Extracted records:
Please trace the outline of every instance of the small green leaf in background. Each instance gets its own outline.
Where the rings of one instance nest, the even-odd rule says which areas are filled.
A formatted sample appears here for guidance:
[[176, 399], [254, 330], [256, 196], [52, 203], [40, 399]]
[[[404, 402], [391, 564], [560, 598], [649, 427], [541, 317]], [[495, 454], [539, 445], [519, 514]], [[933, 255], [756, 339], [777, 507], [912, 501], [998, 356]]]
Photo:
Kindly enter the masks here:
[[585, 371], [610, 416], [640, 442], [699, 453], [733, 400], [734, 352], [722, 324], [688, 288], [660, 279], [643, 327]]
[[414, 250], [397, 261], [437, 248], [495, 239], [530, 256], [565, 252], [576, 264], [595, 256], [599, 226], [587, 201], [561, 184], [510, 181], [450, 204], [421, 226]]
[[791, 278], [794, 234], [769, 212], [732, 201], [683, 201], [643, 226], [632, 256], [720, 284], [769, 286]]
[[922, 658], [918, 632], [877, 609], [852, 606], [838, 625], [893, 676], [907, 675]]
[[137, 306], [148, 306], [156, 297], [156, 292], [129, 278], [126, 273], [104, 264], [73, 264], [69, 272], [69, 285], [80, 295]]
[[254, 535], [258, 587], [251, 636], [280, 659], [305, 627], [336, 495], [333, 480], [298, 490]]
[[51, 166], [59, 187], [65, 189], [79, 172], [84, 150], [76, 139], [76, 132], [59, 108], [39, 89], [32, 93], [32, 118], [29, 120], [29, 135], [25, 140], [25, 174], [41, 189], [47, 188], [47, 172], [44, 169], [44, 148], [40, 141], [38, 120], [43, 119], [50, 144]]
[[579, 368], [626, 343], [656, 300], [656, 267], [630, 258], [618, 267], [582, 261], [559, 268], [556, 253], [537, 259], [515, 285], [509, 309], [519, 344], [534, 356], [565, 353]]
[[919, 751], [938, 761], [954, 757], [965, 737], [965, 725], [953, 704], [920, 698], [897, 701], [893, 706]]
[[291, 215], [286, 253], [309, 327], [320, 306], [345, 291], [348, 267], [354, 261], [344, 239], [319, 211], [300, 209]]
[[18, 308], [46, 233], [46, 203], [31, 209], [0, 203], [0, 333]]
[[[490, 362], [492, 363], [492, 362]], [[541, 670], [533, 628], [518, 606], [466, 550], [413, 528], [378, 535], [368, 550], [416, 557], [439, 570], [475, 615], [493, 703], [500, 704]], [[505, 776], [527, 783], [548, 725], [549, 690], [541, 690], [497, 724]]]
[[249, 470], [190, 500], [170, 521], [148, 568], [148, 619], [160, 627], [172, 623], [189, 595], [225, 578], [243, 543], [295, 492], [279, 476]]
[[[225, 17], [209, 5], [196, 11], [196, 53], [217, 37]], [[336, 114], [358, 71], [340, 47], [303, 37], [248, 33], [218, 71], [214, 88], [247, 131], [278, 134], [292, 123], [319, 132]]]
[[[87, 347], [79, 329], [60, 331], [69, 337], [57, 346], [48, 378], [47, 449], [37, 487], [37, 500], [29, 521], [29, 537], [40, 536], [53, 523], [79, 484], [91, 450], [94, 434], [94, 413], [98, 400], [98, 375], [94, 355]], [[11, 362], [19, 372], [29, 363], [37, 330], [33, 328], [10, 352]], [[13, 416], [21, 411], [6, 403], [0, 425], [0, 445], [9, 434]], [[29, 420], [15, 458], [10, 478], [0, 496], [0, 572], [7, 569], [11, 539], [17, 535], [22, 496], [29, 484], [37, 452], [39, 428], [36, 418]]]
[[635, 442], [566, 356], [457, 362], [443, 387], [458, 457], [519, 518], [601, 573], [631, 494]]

*Work to do*
Swap "small green leaf" for "large yellow leaf" in the stretch from the start of the material through the line containing "[[176, 399], [254, 330], [256, 196], [52, 203], [40, 399]]", with everything else unchanged. Return only those lines.

*Task result*
Please trace the outline of every instance of the large yellow leaf in background. Each instance gets its own outline.
Where the rings of one instance nest, the even-odd rule says which areas are filled.
A formatted sample appears here for guidance:
[[176, 399], [254, 330], [256, 196], [52, 203], [40, 399]]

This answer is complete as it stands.